- Texte choisi -
.....

VERDEJAR

2019





Essai vidéographique et édition / Video Essay and Publication


À l’extrémité nord-ouest de la ville de Tàrrega, les maisons font peu à peu place aux cyprès et aux agaves géants du parc de Sant-Eloi. Sur ce qui fut jadis un mont chauve, les arbres et les oiseaux apparaissent au détour des volées de marches. Pourtant, l’aridité demeure vive sous le soleil infatigable. Ici, un monceau de terre est pelleté ponctuellement, un arbre planté avec enthousiasme, tandis que des rigoles de sueurs coulent sous les bas de nylon et les habits propres.

Développé lors d’une résidence à l’Arxiu comarcal de l’Urgell (Archives locales d’Urgell, Catalogne) à l’été 2019, VERDEJAR expose les motifs politiques, hygiénistes et écologiques derrière la construction du parc de Sant Eloi, situé à Tàrrega, en Catalogne. L’essai vidéographique VERDEJAR propose une déambulation dans le parc actuel. Sa bande sonore fut réalisée en collaboration avec des habitant∙es de la ville, qui récitent en chœur des discours, des entrevues radiophoniques, des poèmes, des chansons et autres extraits de correspondance issus du fonds d’archives du parc. Accompagnant la vidéo, une publication et une installation – basées sur une collection d’images et de textes d’archives – racontent le récit fragmenté de la création et de l’évolution du parc à travers les années.

.....

- Données extraites -
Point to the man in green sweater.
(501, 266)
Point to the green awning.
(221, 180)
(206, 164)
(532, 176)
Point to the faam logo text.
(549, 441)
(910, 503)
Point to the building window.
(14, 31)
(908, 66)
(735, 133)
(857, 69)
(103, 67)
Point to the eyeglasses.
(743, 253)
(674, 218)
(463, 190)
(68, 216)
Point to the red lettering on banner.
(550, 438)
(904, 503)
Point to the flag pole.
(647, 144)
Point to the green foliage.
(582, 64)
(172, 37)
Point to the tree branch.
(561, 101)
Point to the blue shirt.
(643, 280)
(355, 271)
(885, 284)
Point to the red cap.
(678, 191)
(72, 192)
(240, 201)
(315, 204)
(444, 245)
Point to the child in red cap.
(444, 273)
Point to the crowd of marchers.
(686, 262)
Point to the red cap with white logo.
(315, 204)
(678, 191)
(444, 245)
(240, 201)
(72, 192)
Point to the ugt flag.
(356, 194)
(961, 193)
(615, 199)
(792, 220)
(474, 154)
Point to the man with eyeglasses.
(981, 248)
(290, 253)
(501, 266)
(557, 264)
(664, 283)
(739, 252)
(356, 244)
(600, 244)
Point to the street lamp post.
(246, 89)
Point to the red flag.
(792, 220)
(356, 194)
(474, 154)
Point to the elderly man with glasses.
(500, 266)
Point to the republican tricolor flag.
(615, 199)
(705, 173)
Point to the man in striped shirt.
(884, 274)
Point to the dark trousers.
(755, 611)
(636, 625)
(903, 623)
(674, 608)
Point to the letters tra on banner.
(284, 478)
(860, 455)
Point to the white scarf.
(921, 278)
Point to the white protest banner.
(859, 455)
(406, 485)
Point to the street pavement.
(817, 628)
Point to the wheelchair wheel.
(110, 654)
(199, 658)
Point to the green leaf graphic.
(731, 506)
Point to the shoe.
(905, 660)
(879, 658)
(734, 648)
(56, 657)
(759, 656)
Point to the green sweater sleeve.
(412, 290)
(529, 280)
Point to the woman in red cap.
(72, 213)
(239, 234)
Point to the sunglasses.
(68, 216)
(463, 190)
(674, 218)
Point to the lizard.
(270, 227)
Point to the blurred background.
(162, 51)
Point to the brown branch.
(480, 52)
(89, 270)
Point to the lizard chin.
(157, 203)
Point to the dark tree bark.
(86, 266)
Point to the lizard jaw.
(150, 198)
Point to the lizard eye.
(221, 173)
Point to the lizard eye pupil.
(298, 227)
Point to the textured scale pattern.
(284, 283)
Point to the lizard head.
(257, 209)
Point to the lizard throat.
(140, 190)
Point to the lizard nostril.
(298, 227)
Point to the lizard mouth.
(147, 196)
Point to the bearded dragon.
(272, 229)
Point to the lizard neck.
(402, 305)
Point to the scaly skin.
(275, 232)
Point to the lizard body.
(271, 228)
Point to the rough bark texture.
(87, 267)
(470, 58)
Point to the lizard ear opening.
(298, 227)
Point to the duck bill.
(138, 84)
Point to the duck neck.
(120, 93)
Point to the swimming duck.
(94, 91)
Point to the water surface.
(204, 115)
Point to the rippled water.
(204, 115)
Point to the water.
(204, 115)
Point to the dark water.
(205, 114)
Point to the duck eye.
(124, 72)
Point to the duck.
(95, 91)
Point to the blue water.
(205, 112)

.....

- Description du problème -
Traduisez en anglais cette phrase du texte sur le parc de Sant-Eloi : « Pourtant, l’aridité demeure vive sous le soleil infatigable. »

- Solution de l'exercice -
Yet the aridity remains intense under the tireless sun.